### Travail demandé
1. Répondez aux questions suivantes d'après le texte sur la monnaie.
(a) Dans quel livre, et en quelle année, Henri Guitton regrettait-il déjà qu'il soit peu habituel de définir la monnaie ?
(b) Quelles sont les deux notions présentées comme étant de même nature économique ?
(c) Quel est le titre de l'ouvrage de Vilfredo Pareto cité, et de quelles années date-t-il ?
2. Recopiez le passage du texte sur la monnaie allant de « Soit dit en » jusqu'à « de février 2015). » inclus, en remplaçant « incertitude » par « inquiétude ».

Quitte à vouloir définir ce qu'on dénomme "monnaie" aujourd'hui
(sigle "C.Q.D.M.A."), ce qui n'est guère habituel comme le
regrettait déjà Henri Guitton en 1979 dans le livre De
l'imperfection en économie, faut-il le définir, par exemple, en
termes de "prix" ou en termes de "coût", étant entendu
que "prix" et "coût" font deux?
Soit dit en passant, il nous paraît important de souligner que
"prix" et "coût" sont deux notions de même nature
économique.
Seulement, si le premier situe d'emblée ex post, à savoir une
fois la marchandise échangée, selon une certaine organisation, à un prix en
monnaie, le second situe soit ex post, soit ex ante et,
dans le cas où il est pris ex ante, ses effets dans l'avenir
doivent être espérés avec incertitude par les personnes (cf. ce texte d'avril 2015
ou ce texte de février 2015).
1. Première définition.
A la fin du XIXème siècle, Vilfredo Pareto avait choisi de répondre à la
question en mettant l'accent sur les "prix" des marchandises.
Il écrivait ainsi, dans son ouvrage de 1896-97, intitulé Cours
d’économie politique :
« 269. Une marchandise en laquelle s'expriment les prix des autres
marchandises, est un numéraire ou une monnaie.
Le numéraire se distingue de la monnaie en ce que
la monnaie intervient matériellement dans les phénomènes économiques, et
le numéraire n'intervient pas matériellement.[...] » (Pareto, 1896-97,
§269)

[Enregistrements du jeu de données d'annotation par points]
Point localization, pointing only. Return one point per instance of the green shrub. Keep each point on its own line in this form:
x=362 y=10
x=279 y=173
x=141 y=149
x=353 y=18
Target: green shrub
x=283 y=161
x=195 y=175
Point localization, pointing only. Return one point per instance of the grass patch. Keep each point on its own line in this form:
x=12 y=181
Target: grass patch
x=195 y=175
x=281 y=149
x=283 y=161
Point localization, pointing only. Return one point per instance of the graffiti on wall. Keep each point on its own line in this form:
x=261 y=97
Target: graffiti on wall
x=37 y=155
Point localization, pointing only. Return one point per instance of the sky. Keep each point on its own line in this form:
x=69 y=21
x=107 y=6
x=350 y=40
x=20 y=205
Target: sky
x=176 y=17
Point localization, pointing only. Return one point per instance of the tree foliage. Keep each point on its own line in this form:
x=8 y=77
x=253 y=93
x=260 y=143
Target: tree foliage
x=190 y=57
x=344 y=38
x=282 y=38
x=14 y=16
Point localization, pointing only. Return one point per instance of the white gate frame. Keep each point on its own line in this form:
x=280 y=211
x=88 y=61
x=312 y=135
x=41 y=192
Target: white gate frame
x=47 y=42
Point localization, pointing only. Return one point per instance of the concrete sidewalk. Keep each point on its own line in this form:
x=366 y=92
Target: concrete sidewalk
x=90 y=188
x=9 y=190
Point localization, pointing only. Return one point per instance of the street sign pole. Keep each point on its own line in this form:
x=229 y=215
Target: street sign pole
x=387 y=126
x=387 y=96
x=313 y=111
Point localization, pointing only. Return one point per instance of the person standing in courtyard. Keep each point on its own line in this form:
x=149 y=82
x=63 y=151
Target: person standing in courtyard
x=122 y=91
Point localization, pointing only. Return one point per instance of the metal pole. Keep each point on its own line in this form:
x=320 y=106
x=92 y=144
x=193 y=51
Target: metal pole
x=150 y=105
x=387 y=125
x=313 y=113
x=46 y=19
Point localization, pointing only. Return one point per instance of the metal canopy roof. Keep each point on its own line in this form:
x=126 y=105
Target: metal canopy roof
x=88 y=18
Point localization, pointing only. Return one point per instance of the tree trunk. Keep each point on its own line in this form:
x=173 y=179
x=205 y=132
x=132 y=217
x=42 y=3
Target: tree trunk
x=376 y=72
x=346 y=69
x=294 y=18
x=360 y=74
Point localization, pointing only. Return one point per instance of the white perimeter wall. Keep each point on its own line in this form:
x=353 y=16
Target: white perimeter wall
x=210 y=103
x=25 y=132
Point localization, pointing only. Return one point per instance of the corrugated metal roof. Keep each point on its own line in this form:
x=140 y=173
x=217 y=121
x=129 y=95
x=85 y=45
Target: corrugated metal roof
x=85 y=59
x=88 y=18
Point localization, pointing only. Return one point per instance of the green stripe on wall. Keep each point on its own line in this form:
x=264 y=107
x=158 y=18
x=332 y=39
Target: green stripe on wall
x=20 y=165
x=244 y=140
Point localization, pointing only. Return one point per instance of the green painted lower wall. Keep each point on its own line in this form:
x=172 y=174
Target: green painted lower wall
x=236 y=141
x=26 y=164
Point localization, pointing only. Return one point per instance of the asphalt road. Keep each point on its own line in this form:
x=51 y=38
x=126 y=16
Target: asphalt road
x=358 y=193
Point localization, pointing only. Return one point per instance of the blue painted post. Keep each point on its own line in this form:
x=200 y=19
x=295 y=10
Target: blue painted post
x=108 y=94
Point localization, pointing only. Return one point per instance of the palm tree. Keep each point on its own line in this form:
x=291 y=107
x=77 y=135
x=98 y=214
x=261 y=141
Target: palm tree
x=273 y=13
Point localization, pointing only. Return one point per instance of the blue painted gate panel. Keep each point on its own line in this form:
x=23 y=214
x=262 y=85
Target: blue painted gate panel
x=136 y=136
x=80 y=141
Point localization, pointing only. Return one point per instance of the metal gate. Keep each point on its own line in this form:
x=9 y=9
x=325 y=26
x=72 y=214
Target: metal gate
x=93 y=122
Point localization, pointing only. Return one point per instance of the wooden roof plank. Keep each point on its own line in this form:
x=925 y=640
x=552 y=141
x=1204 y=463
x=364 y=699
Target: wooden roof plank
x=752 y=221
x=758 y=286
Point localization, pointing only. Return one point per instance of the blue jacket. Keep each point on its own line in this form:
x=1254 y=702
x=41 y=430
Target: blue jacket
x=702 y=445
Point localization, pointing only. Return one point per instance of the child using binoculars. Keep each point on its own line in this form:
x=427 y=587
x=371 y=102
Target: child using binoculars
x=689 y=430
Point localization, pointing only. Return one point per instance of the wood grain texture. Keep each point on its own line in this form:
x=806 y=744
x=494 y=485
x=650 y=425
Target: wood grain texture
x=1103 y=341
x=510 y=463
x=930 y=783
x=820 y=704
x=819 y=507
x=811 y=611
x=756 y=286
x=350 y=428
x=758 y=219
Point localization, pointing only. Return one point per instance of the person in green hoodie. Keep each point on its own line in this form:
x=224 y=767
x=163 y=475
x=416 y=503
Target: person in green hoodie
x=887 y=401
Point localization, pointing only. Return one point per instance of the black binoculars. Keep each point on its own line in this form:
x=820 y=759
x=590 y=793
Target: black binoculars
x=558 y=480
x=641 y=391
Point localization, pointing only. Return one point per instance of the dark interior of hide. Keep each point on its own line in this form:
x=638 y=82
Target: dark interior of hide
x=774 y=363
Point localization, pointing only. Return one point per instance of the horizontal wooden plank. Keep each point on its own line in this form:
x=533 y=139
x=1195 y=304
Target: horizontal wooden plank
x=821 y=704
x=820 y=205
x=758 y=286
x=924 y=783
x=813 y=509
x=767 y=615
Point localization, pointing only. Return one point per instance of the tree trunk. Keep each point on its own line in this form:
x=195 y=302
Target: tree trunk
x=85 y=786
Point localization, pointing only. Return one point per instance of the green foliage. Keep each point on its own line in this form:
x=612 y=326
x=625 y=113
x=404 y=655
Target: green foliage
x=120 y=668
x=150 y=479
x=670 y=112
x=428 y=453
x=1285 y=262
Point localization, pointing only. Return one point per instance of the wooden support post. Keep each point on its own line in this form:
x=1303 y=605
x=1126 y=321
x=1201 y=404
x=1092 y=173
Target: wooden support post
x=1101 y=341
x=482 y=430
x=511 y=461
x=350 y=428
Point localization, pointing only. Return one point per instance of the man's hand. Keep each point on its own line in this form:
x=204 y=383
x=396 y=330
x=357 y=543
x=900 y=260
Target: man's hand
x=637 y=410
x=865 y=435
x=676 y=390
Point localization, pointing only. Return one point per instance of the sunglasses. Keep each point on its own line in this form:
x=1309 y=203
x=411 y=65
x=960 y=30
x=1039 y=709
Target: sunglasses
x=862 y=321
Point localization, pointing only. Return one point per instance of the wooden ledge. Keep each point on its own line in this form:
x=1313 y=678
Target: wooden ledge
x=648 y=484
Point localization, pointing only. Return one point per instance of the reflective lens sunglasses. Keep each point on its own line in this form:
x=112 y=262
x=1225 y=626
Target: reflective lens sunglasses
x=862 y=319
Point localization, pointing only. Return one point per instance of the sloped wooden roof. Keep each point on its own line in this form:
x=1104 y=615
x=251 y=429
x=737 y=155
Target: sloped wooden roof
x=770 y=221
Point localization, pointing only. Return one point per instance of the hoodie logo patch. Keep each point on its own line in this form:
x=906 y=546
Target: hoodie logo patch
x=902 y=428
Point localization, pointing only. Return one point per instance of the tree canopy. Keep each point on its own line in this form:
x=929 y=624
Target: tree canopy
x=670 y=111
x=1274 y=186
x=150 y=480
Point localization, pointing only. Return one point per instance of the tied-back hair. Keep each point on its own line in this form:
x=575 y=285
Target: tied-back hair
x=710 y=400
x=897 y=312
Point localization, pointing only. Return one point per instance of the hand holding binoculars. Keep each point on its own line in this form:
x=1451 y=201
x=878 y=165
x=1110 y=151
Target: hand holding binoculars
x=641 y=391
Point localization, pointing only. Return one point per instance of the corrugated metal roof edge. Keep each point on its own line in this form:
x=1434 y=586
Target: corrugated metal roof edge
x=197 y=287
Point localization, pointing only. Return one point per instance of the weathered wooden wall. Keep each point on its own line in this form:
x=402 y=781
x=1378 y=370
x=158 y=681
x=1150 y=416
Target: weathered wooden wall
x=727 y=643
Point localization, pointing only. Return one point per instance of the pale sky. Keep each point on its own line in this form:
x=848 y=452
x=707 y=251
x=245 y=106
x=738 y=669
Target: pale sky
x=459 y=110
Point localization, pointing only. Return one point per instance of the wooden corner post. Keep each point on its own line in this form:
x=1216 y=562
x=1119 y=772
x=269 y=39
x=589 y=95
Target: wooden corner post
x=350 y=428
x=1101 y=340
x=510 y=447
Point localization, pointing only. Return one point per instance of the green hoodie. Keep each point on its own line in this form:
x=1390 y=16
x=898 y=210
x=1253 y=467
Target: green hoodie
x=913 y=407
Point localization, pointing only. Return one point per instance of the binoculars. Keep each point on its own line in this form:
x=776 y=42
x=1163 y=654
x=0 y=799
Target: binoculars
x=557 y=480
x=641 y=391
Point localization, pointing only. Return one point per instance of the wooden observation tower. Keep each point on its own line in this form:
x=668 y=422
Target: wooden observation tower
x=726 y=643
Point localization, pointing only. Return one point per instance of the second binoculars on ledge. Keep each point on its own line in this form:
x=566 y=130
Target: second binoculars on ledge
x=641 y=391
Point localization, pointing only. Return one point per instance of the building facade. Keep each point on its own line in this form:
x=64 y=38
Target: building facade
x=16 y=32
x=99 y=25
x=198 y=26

### Corrigé de l'exercice
1.
(a) Dans le livre De l'imperfection en économie, en 1979.
(b) Le « prix » et le « coût ».
(c) Cours d'économie politique, paru en 1896-97.

2.
Soit dit en passant, il nous paraît important de souligner que
"prix" et "coût" sont deux notions de même nature
économique.
Seulement, si le premier situe d'emblée ex post, à savoir une
fois la marchandise échangée, selon une certaine organisation, à un prix en
monnaie, le second situe soit ex post, soit ex ante et,
dans le cas où il est pris ex ante, ses effets dans l'avenir
doivent être espérés avec inquiétude par les personnes (cf. ce texte d'avril 2015
ou ce texte de février 2015).